Directions for this task:
Report every line in the items below that contains the string "cliff", copying each such line in full. Matches must agree in case.

Records drawn from a data source:
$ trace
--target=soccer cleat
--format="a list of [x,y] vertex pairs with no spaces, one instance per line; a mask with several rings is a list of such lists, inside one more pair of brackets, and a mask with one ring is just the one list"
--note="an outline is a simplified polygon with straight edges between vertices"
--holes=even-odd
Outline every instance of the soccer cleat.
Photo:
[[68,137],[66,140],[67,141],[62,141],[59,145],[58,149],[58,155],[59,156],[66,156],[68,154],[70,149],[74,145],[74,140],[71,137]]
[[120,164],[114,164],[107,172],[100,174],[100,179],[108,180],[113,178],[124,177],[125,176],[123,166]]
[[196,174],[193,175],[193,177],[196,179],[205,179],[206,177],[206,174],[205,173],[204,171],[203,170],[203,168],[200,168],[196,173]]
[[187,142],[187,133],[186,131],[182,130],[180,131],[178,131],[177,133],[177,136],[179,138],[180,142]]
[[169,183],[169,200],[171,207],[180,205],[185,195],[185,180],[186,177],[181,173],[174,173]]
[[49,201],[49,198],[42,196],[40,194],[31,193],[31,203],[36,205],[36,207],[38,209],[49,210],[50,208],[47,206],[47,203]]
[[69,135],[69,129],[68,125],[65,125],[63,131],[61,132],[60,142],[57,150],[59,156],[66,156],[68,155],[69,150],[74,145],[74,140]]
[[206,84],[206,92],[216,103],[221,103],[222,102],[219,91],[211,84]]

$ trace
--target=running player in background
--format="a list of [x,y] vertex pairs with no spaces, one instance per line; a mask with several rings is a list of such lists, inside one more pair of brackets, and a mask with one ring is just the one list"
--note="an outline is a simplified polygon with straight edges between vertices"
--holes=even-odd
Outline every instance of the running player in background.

...

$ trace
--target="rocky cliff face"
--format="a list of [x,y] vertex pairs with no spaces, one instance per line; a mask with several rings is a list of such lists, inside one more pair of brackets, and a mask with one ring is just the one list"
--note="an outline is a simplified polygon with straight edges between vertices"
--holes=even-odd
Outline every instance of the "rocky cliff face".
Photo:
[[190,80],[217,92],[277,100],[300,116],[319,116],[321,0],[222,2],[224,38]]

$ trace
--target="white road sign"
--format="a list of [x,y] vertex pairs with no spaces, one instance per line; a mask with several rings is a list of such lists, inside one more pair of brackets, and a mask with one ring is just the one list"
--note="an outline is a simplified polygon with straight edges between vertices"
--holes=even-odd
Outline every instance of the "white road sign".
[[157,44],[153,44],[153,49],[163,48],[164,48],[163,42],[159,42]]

Written solution:
--target="rocky cliff face"
Outline every instance of the "rocky cliff face".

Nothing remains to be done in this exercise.